I understand your view, but a $2,000 headphone should not have these inconsistencies with the frequency response in the treble and neither should it have those issues with the pads.


----------



## AManAnd88Keys

keanex said:


> I understand your view, but a $2,000 headphone should not have these inconsistencies with the frequency response in the treble and neither should it have those issues with the pads.


 

 I have to agree. Regardless of the fact the manufacturer has to make money with these headphones, two grand is a price point at which customers can and should expect a very high level of quality - at least in the world of headphones.


----------



## roskodan

keanex said:


> tomb said:
> 
> 
> > I'm swimming upstream on this, I know, but I take a different lesson from this: don't attempt to mod headphones unless you're prepared to ruin them.
> ...


 
 in fact even without measuring there have always been customers complaining about the sound deviations, from sample to sample, across the lcd product range
  
 1) i suppose the OP thought his measurements applied *to all the lcd3 manufactured*, hence the need to do the mod as the only possible way in getting a '$2000' sound/measurement/quality (or it was purely a curiosity/scientific thing, perhaps out of warranty as well?)
  
 2) while the truth is that each lcd3 (or any model in the lcd series) is *different in sound and measurement *from sample to sample (even the hd800 do, each have its own graph which is visibly different, although the margin of 'error' is much lower), as they are manufactured in a niche, home made, kind of process, in other terms, with loose or no strict standards, low tech manufacturing with higher margin of 'error' (this is not a bad thing, it's just how niche works)
  
 3) that's why *there is a warranty* and/or return period, so if the product does not match a '$2000' standard, which is also a *highly subjective* matter in audio (not to mention gear matching, and the effect of the whole chain on the headphone's performance/sound), you can have the manufacturer to deal with that risk, *no need to do their job* 
  
 other than that, for diy-ers, it's very sound to be *well documented and informed* to limit unexpected risks, like the disposable diaphragm assembly, while diy-ing 
  
 also i doubt a lcd3 with better measurements would be proportionally better sounding, or even make a meaningful audible difference, that's just how the lcd3 treble is, it takes another headphones to change this i suspect, since my old lcd3 2013 had that kind of hot treble compared to my lcd2 and my lcd-x
  
 this thread reminded me of some folks that do not like a piece of gear and then start buying oils and dusts, so to speak, instead to *just get rid* of the d***ed m*f*, LOL


----------



## keanex

I don't recall anyone here talking about the sound quality, but rather the build quality. Huge deviations in drivers shouldn't be accepted in $100 headhones and they certainly shouldnt be acceptable in $2,000 headphones, the same goes for the pads.

For $2,000 that headphone better be measured to tight specifications with nearly perfect driver matching and nearly perfect pad matching.

I was able to hear an LCD-X the other day and thought they sounded fine, but in the back of my mind I couldn't help but think of this thread.

DATASET EXCERPT =>
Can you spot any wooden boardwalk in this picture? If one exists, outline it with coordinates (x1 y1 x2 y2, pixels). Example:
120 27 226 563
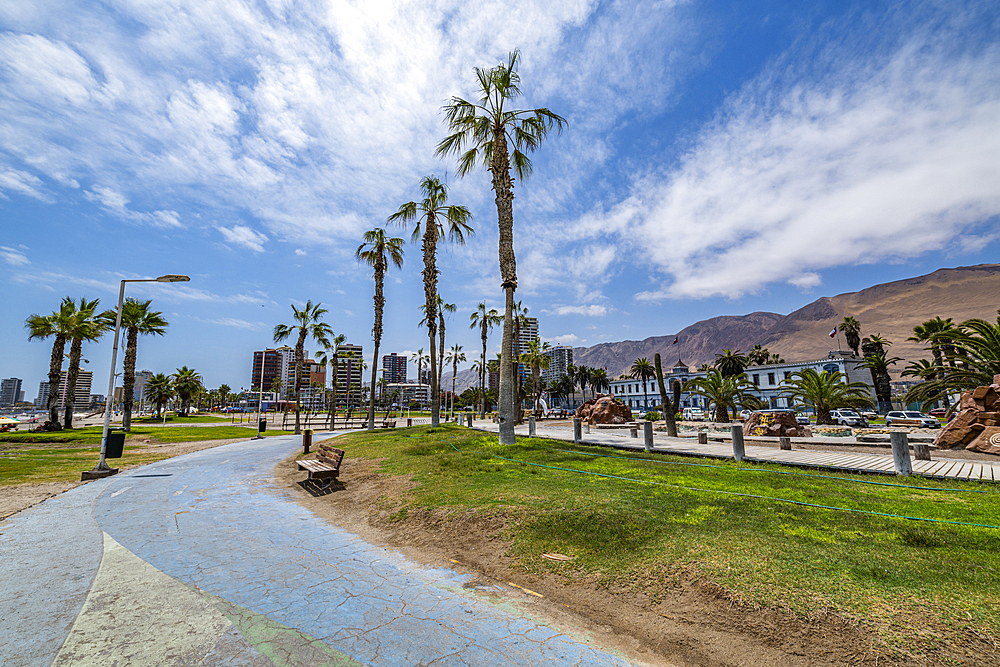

WHAT TO WORK ON =>
1. Duplicate the part of the headphone forum thread that opens with the words containing "in fact even" and closes with "warranty as well?)".
2. Answer these questions on the headphone forum thread:
(a) What price for the headphone is cited as justifying a very high level of quality?
(b) Which headphone does roskodan say also has a visibly different graph for each unit, though with a much lower margin of error?
(c) Which headphone did keanex hear the other day?
3. Supply the next part of the headphone forum thread, beginning after its final sentence.
The lines above are separate material and do not belong to the headphone forum thread.

TASK-BY-TASK ANSWERS =>
1.
in fact even without measuring there have always been customers complaining about the sound deviations, from sample to sample, across the lcd product range
  
 1) i suppose the OP thought his measurements applied *to all the lcd3 manufactured*, hence the need to do the mod as the only possible way in getting a '$2000' sound/measurement/quality (or it was purely a curiosity/scientific thing, perhaps out of warranty as well?)

2.
(a) $2,000
(b) The hd800
(c) An LCD-X

3.
----------



## roskodan

EDIT: also what i meant is that the poor assembly and fit&finish of the fazor/pads was the cause of the treble mismatch but i don't believe it was the cause of the harsh/fatiguing treble, i don't know if the OP heard any improvement in that regard after modding, before the drivers were damaged?
  
 Quote:


keanex said:


> I don't recall anyone here talking about the sound quality, but rather the build quality. Huge deviations in drivers shouldn't be accepted in $100 headhones and they certainly shouldnt be acceptable in $2,000 headphones, the same goes for the pads.
> 
> For $2,000 that headphone better be measured to tight specifications with nearly perfect driver matching and nearly perfect pad matching.
> 
> I was able to hear an LCD-X the other day and thought they sounded fine, but in the back of my mind I couldn't help but think of this thread.


 

 come on people read the OP at least before replying, and driver matching translate to SQ btw, as well as all the quality related issues, all of which is covered by warranty and customer support
  


keanex said:


> I understand your view, but a *$2,000 headphone should not have these inconsistencies with the frequency response in the treble* and neither should it have those issues with the pads.


 
  


cleg said:


> So, what should be improved.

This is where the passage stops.